## Exercise task
Copy the lines below, from the line holding "One point rides on each instance of the green" through the last line, inclusive. Leave the pictures out of your copy.

## Data provided
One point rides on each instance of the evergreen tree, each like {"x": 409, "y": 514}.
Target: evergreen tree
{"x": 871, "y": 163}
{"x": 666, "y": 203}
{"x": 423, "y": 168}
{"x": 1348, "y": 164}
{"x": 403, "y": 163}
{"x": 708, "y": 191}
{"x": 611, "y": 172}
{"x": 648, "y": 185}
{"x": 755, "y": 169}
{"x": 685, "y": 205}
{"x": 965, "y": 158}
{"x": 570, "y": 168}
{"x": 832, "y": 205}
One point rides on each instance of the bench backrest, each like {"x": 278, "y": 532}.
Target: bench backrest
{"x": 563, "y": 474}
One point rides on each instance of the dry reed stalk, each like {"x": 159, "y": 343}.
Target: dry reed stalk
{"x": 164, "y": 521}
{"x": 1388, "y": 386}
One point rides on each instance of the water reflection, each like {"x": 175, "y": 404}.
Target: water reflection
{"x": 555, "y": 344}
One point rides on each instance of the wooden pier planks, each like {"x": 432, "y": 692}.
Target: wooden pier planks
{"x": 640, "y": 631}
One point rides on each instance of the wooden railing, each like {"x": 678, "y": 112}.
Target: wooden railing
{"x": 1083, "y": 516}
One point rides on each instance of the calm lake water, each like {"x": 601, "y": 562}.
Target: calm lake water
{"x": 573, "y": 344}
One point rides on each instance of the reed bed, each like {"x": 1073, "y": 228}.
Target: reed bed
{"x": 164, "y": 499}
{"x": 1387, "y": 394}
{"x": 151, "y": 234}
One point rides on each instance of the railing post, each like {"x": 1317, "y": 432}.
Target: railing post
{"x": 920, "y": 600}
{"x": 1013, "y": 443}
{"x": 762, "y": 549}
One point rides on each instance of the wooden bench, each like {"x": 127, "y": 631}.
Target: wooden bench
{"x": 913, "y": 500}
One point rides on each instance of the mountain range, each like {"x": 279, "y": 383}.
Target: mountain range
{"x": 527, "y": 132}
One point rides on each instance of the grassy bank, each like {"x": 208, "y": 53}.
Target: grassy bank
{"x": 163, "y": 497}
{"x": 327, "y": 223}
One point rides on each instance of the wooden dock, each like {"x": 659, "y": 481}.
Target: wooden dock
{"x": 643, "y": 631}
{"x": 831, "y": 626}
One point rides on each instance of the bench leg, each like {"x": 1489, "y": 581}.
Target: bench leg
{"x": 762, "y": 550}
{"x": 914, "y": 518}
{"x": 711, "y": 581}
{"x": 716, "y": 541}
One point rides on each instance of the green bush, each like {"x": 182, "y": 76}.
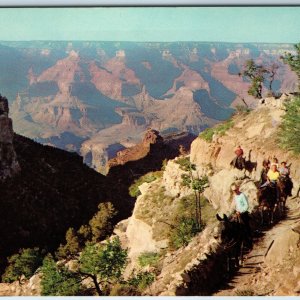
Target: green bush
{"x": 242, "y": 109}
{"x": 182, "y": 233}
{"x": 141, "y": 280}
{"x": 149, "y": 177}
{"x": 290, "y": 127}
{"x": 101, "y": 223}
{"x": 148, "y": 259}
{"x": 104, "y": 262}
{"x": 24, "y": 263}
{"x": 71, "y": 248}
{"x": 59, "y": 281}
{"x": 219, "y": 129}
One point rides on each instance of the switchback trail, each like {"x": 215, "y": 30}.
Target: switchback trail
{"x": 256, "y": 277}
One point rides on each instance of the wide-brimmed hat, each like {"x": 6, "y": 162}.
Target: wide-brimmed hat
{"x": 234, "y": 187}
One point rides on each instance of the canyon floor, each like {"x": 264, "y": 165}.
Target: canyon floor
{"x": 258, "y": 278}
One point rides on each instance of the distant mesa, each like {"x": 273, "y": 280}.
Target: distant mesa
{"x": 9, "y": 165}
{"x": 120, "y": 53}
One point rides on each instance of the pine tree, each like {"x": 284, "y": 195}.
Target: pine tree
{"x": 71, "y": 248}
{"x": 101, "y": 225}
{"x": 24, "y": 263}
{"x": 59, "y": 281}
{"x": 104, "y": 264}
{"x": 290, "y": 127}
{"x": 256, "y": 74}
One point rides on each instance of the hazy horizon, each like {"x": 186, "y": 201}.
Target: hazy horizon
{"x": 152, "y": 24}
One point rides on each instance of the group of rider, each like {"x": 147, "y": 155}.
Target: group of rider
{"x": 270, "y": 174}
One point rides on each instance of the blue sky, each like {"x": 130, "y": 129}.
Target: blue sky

## Completed task
One point rides on each instance of the green bush, each like {"x": 182, "y": 76}.
Target: green bush
{"x": 242, "y": 109}
{"x": 182, "y": 233}
{"x": 141, "y": 280}
{"x": 149, "y": 177}
{"x": 290, "y": 127}
{"x": 101, "y": 223}
{"x": 148, "y": 259}
{"x": 104, "y": 262}
{"x": 24, "y": 263}
{"x": 71, "y": 248}
{"x": 59, "y": 281}
{"x": 219, "y": 129}
One point rides on each instance of the switchback trail, each like {"x": 215, "y": 30}.
Target: switchback trail
{"x": 256, "y": 277}
One point rides on each instance of the wide-brimmed hat, each like {"x": 6, "y": 162}.
Target: wide-brimmed hat
{"x": 234, "y": 187}
One point rides on each instance of the canyon floor, each like {"x": 264, "y": 165}.
Target: canyon floor
{"x": 258, "y": 278}
One point rides on each instance of the distant mesa, each like {"x": 273, "y": 280}.
Target: distant mesa
{"x": 9, "y": 165}
{"x": 120, "y": 53}
One point rides on each instance of the pine tree, each like {"x": 284, "y": 195}.
Target: pine tree
{"x": 71, "y": 248}
{"x": 101, "y": 225}
{"x": 24, "y": 263}
{"x": 59, "y": 281}
{"x": 104, "y": 264}
{"x": 290, "y": 127}
{"x": 256, "y": 74}
One point rides on each instance of the hazy horizon, each like {"x": 186, "y": 201}.
Target: hazy horizon
{"x": 152, "y": 24}
One point rides on each instance of the group of rider, each like {"x": 147, "y": 155}.
Target: group of rider
{"x": 270, "y": 174}
One point rides on each instance of the blue sky, each like {"x": 130, "y": 129}.
Target: blue sky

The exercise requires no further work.